Intimate Charm of Cruising Europe's Rivers

It's Sunday night, late, and on the Princesse de Provence, a riverboat cruising from Arles to Avignon, we're in the midst of the nightly six-course dinner extravaganza. Menus reflect typical cruise ship pretensions of grandeur - tidbits like red mullet with capers, and poultry consomme with almond-egg custard, accompanied by a bottle of local Chateauneuf-du-Pape.

Somewhere between the main course and the coffee eclairs, our vessel - a doll house compared with today's 2,000-plus capacity mega-cruise ships - gently veers to the bank of the Rhone. Spotlights point to a flat-topped, curved wall ringing the city of Avignon. In medieval times, it protected the town from bandits.

> [GIVEN INFORMATION]:
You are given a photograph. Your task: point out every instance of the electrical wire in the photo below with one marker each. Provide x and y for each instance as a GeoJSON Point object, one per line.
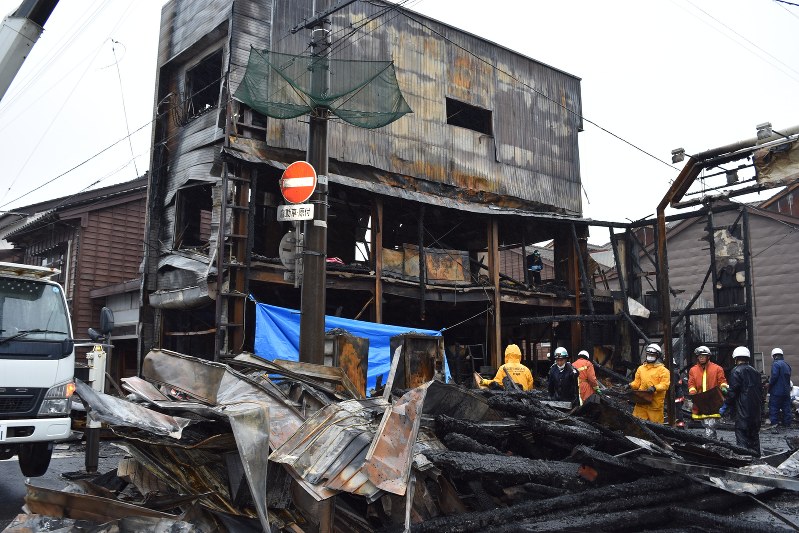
{"type": "Point", "coordinates": [60, 109]}
{"type": "Point", "coordinates": [794, 76]}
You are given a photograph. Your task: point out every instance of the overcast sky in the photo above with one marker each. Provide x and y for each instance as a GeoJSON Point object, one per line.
{"type": "Point", "coordinates": [659, 74]}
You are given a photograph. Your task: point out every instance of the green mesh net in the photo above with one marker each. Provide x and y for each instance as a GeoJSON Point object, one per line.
{"type": "Point", "coordinates": [362, 93]}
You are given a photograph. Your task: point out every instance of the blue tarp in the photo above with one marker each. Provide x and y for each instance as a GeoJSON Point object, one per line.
{"type": "Point", "coordinates": [277, 336]}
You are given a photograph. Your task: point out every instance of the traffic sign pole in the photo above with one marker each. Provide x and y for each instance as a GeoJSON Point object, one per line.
{"type": "Point", "coordinates": [312, 307]}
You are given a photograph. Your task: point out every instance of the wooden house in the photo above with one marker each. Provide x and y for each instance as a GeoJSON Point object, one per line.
{"type": "Point", "coordinates": [95, 238]}
{"type": "Point", "coordinates": [487, 161]}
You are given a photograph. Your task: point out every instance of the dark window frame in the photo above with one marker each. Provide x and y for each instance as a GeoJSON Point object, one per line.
{"type": "Point", "coordinates": [470, 117]}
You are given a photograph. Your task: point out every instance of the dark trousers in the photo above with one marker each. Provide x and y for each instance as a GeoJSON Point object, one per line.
{"type": "Point", "coordinates": [780, 403]}
{"type": "Point", "coordinates": [748, 437]}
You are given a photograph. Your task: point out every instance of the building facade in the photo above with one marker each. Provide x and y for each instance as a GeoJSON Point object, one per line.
{"type": "Point", "coordinates": [419, 211]}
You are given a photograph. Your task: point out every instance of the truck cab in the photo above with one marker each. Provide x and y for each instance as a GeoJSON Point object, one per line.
{"type": "Point", "coordinates": [37, 365]}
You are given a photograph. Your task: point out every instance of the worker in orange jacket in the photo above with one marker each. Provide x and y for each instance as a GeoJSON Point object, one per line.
{"type": "Point", "coordinates": [514, 369]}
{"type": "Point", "coordinates": [586, 376]}
{"type": "Point", "coordinates": [654, 377]}
{"type": "Point", "coordinates": [706, 375]}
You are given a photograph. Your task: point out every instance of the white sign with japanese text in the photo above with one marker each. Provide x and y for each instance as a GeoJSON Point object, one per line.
{"type": "Point", "coordinates": [290, 213]}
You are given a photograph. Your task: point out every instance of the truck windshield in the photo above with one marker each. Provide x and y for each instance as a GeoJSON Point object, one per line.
{"type": "Point", "coordinates": [32, 310]}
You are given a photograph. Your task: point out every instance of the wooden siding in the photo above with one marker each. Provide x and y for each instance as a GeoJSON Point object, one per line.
{"type": "Point", "coordinates": [111, 250]}
{"type": "Point", "coordinates": [773, 246]}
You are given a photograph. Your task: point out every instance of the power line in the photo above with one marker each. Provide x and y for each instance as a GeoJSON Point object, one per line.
{"type": "Point", "coordinates": [124, 110]}
{"type": "Point", "coordinates": [536, 91]}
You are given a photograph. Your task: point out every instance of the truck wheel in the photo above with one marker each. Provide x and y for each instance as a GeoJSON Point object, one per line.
{"type": "Point", "coordinates": [34, 458]}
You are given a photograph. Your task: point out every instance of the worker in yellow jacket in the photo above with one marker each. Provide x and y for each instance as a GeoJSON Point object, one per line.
{"type": "Point", "coordinates": [514, 369]}
{"type": "Point", "coordinates": [652, 376]}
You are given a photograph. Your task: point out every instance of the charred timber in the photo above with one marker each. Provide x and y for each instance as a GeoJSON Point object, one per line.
{"type": "Point", "coordinates": [574, 435]}
{"type": "Point", "coordinates": [525, 406]}
{"type": "Point", "coordinates": [670, 433]}
{"type": "Point", "coordinates": [446, 424]}
{"type": "Point", "coordinates": [484, 521]}
{"type": "Point", "coordinates": [461, 443]}
{"type": "Point", "coordinates": [610, 469]}
{"type": "Point", "coordinates": [604, 515]}
{"type": "Point", "coordinates": [508, 469]}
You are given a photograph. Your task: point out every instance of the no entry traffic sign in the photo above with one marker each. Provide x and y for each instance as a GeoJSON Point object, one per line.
{"type": "Point", "coordinates": [298, 182]}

> [AIM]:
Write out the stretch of the river-cruise article from "Somewhere between the" through "town from bandits.". The lines are separate from the river-cruise article and have nothing to do with it.

> [PROBLEM SOLUTION]:
Somewhere between the main course and the coffee eclairs, our vessel - a doll house compared with today's 2,000-plus capacity mega-cruise ships - gently veers to the bank of the Rhone. Spotlights point to a flat-topped, curved wall ringing the city of Avignon. In medieval times, it protected the town from bandits.